• **Условие задания**:
Верните дословно фрагмент воспоминаний об Астрахани и войне: начните с места, где стоят слова «Потом выяснилось: из», и остановитесь после слов «приказ мы выполнили.».

──────── Источник

Отслужив армию, я приехал в Астрахань и поступил в типографию. Там я проработал год, когда брат предложил мне вместе с ним отравиться в море: принимать у ловцов рыбу, солить и, привезя в город, сдавать на промыслы. Вскоре я освоил рыбное дело. Между прочим, для этого требовалась изрядная смелость. Как-то раз осенью, когда уже все рыбницы были на приколе, я ушел в море. Шло «сало», то есть вода была покрыта кусками тонкого льда, как случается обычно перед ледоставом. Это меня не смутило... Но мы, набрав рыбу, стали вмерзать в лед. В подобных случаях в море возникают горы льда, состоящие из больших льдин, которые волны громоздят друг на друга. Иногда рыбницы, в общем-то легкие, беззащитные суденышки, подплывали к такой горе, чтобы она в какой-то мере защитила их от «сала», которое может, врезаясь в борта, продырявить их и потопить судно. Впрочем, ледяная глыба тоже опасна — она может развалиться, перевернуться, раздавить рыбницу. Поэтому рыбаки остерегаются стоять возле. Но нам ничего не оставалось, как рискнуть... Прошло два дня, на третий мимо проходил ледокол, он захватил нашу рыбницу.
В другой раз наше суденышко попало в шторм. Огромные валы так швыряли его из стороны в сторону, захлестывали водой с носа до кормы, что казалось — вот-вот — и нам капут. Была ранняя осень — пора жестоких бурь на Каспии... У шаланд вырывало рули, переворачивало не только лодки, но и баржи. Наш капитан, бывалый, знающий моряк — умылся, переоделся. «Надо готовиться...» — сказал он. Однако нам повезло: рыбницу нашу сорвало с якоря, принесло к берегу...
Я был в море, когда началась война...
Меня призвали. Мы были вместе с еще одним астраханцем. Нас отправили в Оренбург. Там построили в две шеренги — одну против другой.
— У кого сапоги — два шага вперед!
Потом выяснилось: из тех, кто в сапогах, формируют маршевые роты, а остальных, то есть нас, — в Бугуруслан. Мы провели там три месяца — ждали, пока сибирский корпус двинется на фронт, его должны были пополнить нами.
В это время пришло письмо из дома: мой приятель (он был в сапогах) уже в плену. Нас же направили в пополнение мортирному дивизиону.
Фронт. Мне запомнилось, как в первый же вечер, когда мы оказались на передовой, дивизионный приказал взводному послать людей захватить орудие, находившееся между нами и неприятелем. Ему, видно, хотелось получить медаль... Но приказ мы выполнили.
В течение года мы больше отступали, чем наступали.

────────────────
──────── Предоставленные данные

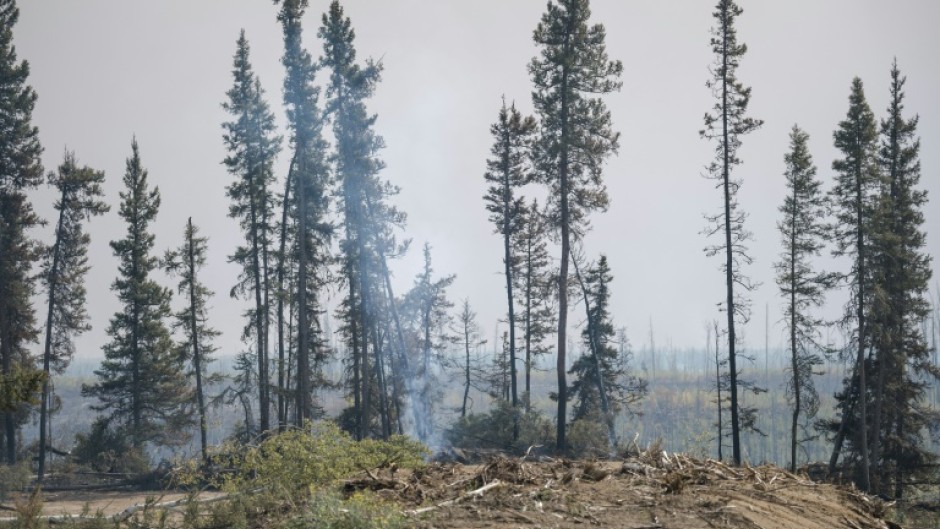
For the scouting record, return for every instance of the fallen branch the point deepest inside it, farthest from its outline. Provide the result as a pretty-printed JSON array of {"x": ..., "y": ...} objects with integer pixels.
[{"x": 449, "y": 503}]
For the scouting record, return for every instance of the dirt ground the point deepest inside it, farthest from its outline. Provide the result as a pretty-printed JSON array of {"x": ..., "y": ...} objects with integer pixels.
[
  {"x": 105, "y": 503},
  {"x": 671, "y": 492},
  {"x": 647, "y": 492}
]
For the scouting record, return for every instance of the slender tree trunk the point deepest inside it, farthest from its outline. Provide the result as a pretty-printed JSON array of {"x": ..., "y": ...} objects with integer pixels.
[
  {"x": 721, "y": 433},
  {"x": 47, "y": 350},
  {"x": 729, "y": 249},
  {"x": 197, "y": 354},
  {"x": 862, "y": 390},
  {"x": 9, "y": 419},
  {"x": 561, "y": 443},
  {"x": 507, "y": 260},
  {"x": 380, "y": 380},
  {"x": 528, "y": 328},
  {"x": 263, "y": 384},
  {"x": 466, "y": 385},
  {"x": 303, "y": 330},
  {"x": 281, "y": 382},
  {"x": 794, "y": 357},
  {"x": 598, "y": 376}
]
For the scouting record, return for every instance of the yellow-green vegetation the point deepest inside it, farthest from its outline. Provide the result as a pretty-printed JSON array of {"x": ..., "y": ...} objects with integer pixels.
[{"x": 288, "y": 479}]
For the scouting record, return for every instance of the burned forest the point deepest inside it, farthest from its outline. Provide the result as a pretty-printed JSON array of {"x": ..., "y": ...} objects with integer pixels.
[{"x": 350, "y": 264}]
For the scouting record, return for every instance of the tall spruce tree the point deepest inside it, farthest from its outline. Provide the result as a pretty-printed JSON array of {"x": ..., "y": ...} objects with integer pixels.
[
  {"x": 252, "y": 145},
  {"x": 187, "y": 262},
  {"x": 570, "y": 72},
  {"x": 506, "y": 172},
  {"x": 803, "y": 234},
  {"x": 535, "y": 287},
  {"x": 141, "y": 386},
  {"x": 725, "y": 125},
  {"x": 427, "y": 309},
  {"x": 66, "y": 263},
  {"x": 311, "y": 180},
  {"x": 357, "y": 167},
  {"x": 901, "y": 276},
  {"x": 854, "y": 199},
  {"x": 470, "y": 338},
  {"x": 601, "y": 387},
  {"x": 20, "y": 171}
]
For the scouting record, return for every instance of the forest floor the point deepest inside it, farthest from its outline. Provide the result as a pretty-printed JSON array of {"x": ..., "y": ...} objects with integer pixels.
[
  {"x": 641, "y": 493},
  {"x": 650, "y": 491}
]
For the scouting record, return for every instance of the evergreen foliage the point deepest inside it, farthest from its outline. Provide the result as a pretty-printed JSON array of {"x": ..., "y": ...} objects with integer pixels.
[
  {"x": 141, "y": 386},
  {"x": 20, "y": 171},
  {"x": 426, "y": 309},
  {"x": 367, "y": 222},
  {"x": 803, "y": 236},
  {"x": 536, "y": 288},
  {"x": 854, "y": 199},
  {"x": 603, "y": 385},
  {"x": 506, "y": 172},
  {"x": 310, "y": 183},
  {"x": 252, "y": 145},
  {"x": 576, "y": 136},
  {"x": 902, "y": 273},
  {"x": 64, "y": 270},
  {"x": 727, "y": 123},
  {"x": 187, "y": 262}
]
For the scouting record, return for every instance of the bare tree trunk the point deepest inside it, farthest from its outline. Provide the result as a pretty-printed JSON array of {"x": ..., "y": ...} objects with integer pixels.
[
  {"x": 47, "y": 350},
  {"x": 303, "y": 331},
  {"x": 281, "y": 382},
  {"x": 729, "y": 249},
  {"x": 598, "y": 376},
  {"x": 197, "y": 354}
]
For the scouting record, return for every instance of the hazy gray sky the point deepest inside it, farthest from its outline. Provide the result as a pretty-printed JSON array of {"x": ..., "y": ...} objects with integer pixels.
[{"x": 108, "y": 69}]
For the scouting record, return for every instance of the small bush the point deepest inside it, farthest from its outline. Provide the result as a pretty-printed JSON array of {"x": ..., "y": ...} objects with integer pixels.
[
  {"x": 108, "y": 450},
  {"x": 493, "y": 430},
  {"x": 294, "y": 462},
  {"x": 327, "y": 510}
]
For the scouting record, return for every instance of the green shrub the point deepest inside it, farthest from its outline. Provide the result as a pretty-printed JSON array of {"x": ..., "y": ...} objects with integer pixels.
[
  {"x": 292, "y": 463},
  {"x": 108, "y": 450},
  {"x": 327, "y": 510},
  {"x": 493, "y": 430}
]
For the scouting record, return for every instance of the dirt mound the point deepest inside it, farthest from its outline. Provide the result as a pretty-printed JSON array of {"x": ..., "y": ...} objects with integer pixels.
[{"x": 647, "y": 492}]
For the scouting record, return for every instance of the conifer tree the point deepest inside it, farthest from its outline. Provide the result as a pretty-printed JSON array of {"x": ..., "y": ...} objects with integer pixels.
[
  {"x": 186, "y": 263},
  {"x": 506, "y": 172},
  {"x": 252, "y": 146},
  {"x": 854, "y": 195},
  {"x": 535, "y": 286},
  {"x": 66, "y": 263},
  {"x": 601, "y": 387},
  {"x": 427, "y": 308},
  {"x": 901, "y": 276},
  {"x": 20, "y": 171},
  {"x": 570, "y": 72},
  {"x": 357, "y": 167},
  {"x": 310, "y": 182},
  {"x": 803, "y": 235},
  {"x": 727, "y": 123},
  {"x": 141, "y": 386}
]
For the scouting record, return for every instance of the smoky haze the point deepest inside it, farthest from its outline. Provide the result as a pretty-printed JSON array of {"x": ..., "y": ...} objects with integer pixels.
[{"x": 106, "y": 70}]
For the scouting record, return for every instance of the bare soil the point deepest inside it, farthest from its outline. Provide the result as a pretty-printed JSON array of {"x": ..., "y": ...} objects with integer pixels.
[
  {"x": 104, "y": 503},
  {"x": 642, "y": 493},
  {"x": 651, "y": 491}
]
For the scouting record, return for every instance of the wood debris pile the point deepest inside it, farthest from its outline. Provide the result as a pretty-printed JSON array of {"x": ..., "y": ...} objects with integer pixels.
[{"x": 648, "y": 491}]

────────────────

• **Полный ответ**:
Потом выяснилось: из тех, кто в сапогах, формируют маршевые роты, а остальных, то есть нас, — в Бугуруслан. Мы провели там три месяца — ждали, пока сибирский корпус двинется на фронт, его должны были пополнить нами.
В это время пришло письмо из дома: мой приятель (он был в сапогах) уже в плену. Нас же направили в пополнение мортирному дивизиону.
Фронт. Мне запомнилось, как в первый же вечер, когда мы оказались на передовой, дивизионный приказал взводному послать людей захватить орудие, находившееся между нами и неприятелем. Ему, видно, хотелось получить медаль... Но приказ мы выполнили.